Page:
------

Autant de «manque à gagner» pour les dépenses de ladite politique sociale qui se retrouvera forcément dans les programmes d’économies et pas uniquement dans le Programme de stabilisation. Donc les dépenses sociales vont encore diminuer – en termes relatifs ou absolus – et la pression pour mettre au travail un nombre accru de femmes, de retraités, de chômeurs, d’invalides, qu’ils soient suisses ou étrangers, va augmenter inversement proportionnellement. L’utilitarisme – autant général que migratoire – va s’accentuer, créant une pression majeure sur tous les inactifs ou partiellement actifs. Pour comprendre concrètement ce que signifie l’utilitarisme migratoire ici, c’est-à-dire l’accueil de main-d’œuvre étrangère, le bilan des populations permanente et active est parlant. En voici un aperçu synthétique[29].

tableaudl

 

D’une manière plus générale, nous savons que:

  • De 2000 à 2015, on constate en Suisse une augmentation de 39% de la population résidante permanente étrangère, de 33% de la population résidante non permanente (permis de courte durée), les deux groupes formant le 26% de la population résidante permanente totale. Nous avons, sur ces 16 ans, un solde migratoire correspondant au 97% de l’augmentation de la population résidante permanente totale, soit respectivement 1’039’000 et 1’073’000[30].
  • Sur la même période, est enregistrée une augmentation de 107% des frontaliers (de 147’000 à 304’000)[31].
  • En 2015, 227’000 résidants soumis à l’obligation de s’annoncer ont effectué au total 8,4 millions de jours de travail, soit l’équivalent de 26’000 salariés à plein-temps sur un an[32].

------

Tâches et exercices:
• a. Répondez aux questions suivantes d’après la page :
(i) Quels groupes subiront une pression accrue pour être mis au travail ?
(ii) De combien de pour cent le nombre de frontaliers a-t-il augmenté de 2000 à 2015 ?
(iii) Combien de jours de travail les résidants soumis à l’obligation de s’annoncer ont-ils effectués en 2015 ?
• b. Reprenez tel quel tout le passage de la page, depuis « D’une manière plus » jusqu’à « sur un an[32]. ».

Données fournies:
------

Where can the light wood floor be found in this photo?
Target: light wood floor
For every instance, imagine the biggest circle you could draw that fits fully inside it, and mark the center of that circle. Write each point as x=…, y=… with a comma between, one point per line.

------

Réponses aux tâches:
• a.
(i) Les femmes, les retraités, les chômeurs et les invalides, qu’ils soient suisses ou étrangers.
(ii) De 107 %, passant de 147’000 à 304’000.
(iii) 8,4 millions de jours au total, soit l’équivalent de 26’000 salariés à plein-temps sur un an.

• b.
D’une manière plus générale, nous savons que:

  • De 2000 à 2015, on constate en Suisse une augmentation de 39% de la population résidante permanente étrangère, de 33% de la population résidante non permanente (permis de courte durée), les deux groupes formant le 26% de la population résidante permanente totale. Nous avons, sur ces 16 ans, un solde migratoire correspondant au 97% de l’augmentation de la population résidante permanente totale, soit respectivement 1’039’000 et 1’073’000[30].
  • Sur la même période, est enregistrée une augmentation de 107% des frontaliers (de 147’000 à 304’000)[31].
  • En 2015, 227’000 résidants soumis à l’obligation de s’annoncer ont effectué au total 8,4 millions de jours de travail, soit l’équivalent de 26’000 salariés à plein-temps sur un an[32].